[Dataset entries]

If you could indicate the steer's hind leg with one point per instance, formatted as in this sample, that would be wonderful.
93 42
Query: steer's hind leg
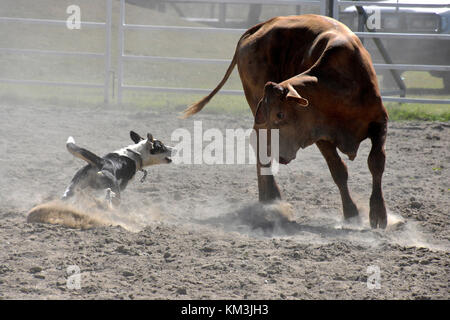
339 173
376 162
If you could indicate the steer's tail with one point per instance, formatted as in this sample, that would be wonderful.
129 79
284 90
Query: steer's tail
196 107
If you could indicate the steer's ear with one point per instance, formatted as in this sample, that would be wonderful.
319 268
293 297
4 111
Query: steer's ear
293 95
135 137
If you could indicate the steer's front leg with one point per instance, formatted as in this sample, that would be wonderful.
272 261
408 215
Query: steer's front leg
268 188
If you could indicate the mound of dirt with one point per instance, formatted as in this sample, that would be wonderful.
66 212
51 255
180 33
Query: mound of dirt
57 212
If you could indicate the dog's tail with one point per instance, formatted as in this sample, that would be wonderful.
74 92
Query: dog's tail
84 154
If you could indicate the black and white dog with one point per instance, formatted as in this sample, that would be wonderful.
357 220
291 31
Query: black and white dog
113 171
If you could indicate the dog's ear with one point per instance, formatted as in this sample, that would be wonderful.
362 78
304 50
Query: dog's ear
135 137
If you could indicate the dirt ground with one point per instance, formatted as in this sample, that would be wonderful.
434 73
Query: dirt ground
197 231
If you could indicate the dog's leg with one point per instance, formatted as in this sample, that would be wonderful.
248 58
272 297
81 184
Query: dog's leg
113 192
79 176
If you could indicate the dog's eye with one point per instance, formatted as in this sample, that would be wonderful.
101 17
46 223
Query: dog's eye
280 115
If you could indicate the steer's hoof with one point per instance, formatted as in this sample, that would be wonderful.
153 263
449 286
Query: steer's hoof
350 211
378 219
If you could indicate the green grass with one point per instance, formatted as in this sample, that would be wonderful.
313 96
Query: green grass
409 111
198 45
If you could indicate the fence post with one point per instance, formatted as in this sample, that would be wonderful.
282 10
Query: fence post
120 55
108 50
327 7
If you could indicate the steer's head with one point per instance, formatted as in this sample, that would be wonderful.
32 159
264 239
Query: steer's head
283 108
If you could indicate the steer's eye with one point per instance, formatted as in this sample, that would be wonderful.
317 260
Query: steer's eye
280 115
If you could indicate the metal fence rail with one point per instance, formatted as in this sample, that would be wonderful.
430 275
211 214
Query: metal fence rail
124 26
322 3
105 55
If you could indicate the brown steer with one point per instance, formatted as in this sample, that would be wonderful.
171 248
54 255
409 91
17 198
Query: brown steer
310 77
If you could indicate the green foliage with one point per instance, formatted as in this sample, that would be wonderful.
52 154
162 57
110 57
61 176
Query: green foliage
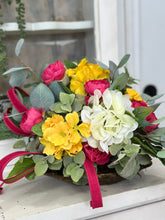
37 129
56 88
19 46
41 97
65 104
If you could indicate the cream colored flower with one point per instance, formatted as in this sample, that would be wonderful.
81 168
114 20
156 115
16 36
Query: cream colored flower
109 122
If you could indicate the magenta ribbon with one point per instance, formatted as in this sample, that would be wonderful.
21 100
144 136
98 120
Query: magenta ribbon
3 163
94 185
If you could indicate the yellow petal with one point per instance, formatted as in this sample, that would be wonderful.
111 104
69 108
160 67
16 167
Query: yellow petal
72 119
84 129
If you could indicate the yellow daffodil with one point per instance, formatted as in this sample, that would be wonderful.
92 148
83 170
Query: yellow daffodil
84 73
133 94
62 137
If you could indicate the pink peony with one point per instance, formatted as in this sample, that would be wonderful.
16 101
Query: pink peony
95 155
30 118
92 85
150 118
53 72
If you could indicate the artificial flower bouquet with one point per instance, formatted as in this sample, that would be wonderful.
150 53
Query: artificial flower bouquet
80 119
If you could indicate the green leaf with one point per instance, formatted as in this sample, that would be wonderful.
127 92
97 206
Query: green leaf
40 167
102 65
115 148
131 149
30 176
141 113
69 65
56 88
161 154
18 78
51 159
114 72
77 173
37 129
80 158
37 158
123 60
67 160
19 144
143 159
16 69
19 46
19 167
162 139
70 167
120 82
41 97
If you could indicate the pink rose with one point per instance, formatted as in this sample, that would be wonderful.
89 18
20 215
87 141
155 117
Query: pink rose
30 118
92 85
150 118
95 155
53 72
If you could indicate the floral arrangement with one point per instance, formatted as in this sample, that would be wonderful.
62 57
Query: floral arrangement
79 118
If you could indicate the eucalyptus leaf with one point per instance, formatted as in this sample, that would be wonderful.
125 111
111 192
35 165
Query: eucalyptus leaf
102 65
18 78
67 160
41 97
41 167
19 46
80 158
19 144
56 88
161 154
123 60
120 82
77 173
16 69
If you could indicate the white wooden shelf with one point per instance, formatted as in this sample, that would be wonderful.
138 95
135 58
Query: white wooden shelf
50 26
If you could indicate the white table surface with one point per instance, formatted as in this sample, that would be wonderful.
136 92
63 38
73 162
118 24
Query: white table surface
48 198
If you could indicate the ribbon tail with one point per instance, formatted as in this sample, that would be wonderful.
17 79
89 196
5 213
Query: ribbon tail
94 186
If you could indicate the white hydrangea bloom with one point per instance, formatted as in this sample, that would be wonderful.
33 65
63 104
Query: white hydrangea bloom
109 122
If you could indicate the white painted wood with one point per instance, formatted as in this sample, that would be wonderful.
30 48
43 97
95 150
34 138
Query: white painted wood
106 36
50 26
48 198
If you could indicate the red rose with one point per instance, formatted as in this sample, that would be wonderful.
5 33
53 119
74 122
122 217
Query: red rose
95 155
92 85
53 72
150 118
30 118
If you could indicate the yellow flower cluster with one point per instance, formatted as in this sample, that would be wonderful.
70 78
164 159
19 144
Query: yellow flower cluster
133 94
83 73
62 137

- **WORK REQUEST**
Copy out exactly the lines between the line with "If you could indicate the white painted" and the last line of the entries, counting both of those lines.

- **ANSWER FOR THIS EXERCISE**
If you could indicate the white painted wood with one point per instance, formatted as in this sample, that would be wonderful.
30 48
43 97
95 150
34 138
Query: white painted wood
106 36
50 26
48 198
If you could indicate the red rose with one point per instance, formatted as in this sample, that would be wonderful.
5 33
53 119
74 122
122 217
Query: red rose
95 155
92 85
53 72
150 118
30 118
If you could indicate the yellow flower cluster with one point per instance, formatted as in this sample, that would be wonderful.
70 78
164 159
19 144
Query: yellow flower cluster
133 94
83 73
62 137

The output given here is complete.